* [Task details] In the records below, locate the line containing "What part of this image shows the brown curly"; output that line and every following line through the last, exactly.

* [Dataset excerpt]
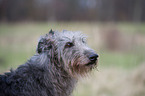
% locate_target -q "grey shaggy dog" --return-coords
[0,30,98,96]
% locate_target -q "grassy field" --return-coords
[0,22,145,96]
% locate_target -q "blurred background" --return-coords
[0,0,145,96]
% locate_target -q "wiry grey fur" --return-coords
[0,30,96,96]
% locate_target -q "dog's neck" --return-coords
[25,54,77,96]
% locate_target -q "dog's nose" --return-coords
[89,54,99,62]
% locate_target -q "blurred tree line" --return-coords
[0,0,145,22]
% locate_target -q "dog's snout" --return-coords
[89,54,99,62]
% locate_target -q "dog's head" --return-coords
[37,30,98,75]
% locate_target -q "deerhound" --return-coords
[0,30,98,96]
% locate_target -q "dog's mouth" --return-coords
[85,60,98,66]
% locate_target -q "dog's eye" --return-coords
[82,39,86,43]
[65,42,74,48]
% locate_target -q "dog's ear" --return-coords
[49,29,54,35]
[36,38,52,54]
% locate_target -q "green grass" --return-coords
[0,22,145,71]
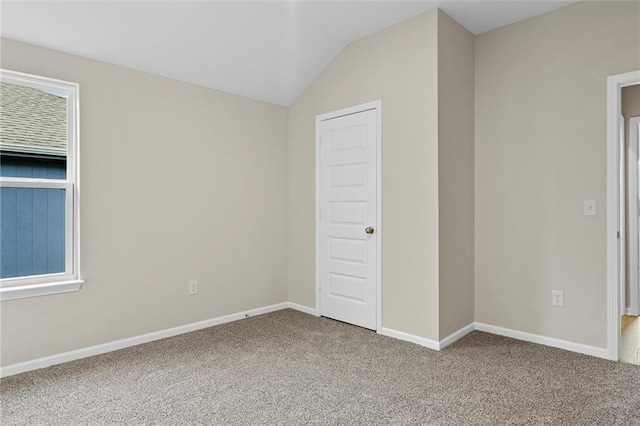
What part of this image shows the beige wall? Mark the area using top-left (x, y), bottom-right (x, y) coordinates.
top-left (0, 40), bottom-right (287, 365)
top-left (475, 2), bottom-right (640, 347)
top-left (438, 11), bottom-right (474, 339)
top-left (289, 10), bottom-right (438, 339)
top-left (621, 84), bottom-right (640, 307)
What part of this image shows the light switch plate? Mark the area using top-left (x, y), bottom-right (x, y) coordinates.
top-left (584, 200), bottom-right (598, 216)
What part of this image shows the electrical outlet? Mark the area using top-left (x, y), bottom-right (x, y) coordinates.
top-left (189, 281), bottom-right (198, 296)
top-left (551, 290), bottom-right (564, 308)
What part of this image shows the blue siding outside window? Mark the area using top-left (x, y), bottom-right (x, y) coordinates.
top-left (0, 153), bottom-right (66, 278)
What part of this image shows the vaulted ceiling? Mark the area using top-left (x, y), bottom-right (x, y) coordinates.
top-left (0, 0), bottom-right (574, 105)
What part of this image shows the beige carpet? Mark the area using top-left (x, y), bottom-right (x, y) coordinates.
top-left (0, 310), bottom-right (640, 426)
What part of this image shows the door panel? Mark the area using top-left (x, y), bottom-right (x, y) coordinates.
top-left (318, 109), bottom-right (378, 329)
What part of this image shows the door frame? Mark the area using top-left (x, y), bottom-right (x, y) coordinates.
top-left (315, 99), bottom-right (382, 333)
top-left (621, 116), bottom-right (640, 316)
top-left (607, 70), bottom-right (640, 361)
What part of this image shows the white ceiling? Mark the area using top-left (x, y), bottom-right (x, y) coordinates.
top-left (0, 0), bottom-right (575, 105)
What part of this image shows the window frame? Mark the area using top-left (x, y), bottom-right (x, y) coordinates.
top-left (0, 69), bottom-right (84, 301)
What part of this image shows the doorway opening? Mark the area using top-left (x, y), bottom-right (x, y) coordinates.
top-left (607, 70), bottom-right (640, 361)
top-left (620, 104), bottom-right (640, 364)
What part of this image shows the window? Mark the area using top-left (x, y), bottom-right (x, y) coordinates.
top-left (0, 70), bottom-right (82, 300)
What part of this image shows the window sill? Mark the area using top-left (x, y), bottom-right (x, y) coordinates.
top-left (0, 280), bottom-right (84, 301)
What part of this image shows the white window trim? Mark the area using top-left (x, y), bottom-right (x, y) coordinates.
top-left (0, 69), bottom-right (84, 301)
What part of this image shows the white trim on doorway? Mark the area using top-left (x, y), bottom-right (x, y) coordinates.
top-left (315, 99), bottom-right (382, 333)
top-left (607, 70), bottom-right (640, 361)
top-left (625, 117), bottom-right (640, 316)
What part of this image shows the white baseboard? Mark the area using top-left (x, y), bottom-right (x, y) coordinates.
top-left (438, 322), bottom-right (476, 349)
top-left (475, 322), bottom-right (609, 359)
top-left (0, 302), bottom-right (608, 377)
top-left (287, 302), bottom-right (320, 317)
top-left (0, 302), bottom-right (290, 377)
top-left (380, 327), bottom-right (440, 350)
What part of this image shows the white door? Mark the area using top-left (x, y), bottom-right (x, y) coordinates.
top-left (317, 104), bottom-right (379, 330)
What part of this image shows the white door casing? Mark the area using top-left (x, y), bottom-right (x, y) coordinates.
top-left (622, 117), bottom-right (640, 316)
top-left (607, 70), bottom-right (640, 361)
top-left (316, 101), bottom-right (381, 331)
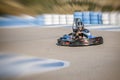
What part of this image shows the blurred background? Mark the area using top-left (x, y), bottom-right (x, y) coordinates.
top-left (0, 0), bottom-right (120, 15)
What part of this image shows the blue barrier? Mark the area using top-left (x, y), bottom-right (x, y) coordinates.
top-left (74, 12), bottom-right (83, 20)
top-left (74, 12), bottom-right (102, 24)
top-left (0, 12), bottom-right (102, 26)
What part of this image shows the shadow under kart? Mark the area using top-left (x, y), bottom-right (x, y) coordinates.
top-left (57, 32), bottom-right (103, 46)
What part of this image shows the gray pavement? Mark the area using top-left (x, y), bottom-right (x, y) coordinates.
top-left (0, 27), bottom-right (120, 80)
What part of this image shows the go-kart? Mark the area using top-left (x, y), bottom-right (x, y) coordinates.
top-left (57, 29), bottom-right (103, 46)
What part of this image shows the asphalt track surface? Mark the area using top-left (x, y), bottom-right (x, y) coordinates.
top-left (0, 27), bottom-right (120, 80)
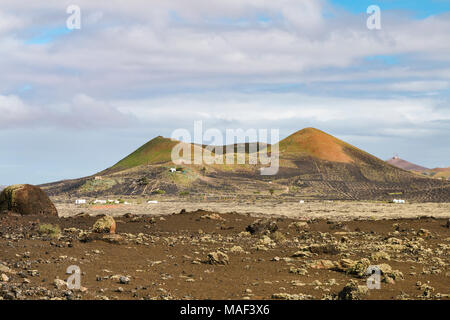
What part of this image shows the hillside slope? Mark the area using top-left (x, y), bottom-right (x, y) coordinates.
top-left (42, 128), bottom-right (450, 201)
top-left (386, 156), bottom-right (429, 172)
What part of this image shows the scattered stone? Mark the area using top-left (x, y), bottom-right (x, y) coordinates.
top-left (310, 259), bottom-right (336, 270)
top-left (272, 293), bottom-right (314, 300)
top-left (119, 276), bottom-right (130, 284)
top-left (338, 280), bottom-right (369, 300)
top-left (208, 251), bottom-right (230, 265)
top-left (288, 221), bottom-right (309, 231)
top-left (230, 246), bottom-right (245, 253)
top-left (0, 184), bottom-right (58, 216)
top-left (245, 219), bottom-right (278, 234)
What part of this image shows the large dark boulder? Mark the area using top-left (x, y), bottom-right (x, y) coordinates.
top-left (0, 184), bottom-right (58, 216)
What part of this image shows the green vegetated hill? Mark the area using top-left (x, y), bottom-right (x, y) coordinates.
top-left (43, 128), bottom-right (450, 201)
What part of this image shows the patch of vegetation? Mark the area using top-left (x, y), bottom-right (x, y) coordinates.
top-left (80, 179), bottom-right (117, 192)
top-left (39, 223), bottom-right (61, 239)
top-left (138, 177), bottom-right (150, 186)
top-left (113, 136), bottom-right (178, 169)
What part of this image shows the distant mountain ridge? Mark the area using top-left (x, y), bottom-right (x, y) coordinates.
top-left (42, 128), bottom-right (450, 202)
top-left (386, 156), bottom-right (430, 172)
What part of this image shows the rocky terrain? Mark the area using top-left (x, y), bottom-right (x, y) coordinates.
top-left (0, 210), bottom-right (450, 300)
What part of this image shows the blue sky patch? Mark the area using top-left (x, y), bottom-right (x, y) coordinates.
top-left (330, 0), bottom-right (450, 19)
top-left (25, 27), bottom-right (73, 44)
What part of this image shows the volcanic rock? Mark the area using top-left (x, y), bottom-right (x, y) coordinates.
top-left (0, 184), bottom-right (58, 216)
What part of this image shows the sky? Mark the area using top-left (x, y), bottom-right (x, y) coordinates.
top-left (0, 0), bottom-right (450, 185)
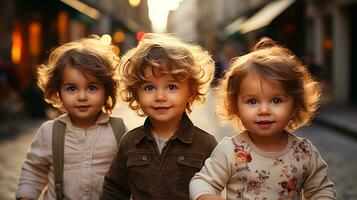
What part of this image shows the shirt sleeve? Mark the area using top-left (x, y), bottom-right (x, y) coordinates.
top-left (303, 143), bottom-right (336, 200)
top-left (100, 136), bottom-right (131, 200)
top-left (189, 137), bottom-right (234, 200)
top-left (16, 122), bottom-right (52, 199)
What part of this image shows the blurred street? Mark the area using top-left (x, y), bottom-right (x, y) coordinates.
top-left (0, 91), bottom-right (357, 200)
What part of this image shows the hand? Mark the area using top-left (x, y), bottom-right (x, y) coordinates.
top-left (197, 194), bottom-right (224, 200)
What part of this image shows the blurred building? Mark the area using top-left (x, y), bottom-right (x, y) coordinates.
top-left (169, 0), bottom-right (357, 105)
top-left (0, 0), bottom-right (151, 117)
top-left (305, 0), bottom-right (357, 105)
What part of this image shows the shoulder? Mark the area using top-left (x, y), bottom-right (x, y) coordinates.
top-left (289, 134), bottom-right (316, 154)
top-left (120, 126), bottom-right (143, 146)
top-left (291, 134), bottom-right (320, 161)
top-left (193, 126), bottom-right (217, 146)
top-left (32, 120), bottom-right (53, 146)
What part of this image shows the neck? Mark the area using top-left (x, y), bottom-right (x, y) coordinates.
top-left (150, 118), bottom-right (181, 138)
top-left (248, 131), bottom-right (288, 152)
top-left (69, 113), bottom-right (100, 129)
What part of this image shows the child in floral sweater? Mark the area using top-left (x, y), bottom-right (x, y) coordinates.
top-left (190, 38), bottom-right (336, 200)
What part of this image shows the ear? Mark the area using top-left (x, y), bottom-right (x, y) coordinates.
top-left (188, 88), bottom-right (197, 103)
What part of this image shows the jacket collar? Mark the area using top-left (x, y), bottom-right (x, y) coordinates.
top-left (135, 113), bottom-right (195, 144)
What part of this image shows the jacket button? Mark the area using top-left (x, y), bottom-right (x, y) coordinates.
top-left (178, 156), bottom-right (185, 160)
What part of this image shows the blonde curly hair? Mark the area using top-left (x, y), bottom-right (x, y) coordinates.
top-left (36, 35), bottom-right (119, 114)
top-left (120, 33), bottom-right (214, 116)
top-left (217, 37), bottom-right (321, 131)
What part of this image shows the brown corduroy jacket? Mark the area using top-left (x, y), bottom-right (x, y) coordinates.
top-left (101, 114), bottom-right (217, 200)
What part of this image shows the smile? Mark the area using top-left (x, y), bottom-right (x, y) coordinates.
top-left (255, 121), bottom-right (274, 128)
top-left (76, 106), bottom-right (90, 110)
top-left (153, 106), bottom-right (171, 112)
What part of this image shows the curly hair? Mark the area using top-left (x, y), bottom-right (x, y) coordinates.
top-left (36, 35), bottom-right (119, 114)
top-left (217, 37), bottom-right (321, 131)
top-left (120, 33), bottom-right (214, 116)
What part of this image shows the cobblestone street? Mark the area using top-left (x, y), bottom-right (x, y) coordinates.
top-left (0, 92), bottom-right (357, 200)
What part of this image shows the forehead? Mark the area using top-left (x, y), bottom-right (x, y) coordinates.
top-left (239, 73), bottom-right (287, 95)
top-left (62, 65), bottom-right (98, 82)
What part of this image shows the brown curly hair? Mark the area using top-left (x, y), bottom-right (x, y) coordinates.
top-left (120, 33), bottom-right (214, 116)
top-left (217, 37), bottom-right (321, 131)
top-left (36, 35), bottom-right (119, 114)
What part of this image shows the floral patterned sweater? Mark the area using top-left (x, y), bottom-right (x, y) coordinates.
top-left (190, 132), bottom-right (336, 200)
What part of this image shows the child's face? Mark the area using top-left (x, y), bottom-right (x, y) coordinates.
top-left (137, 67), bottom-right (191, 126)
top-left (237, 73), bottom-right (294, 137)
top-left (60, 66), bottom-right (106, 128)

* [Solution to this task]
What part of this image shows the brown curly hair? Mark the area using top-left (x, y), bottom-right (x, y) coordinates.
top-left (120, 33), bottom-right (214, 116)
top-left (217, 37), bottom-right (321, 131)
top-left (36, 35), bottom-right (119, 114)
What part of this image shows the floral patterned sweater? Mark the area using top-left (x, y), bottom-right (x, y) coordinates.
top-left (190, 132), bottom-right (336, 200)
What part of this image shows the child's face? Mark the area using top-left (x, y), bottom-right (x, y) coordinates.
top-left (137, 67), bottom-right (191, 126)
top-left (237, 73), bottom-right (294, 137)
top-left (60, 66), bottom-right (106, 128)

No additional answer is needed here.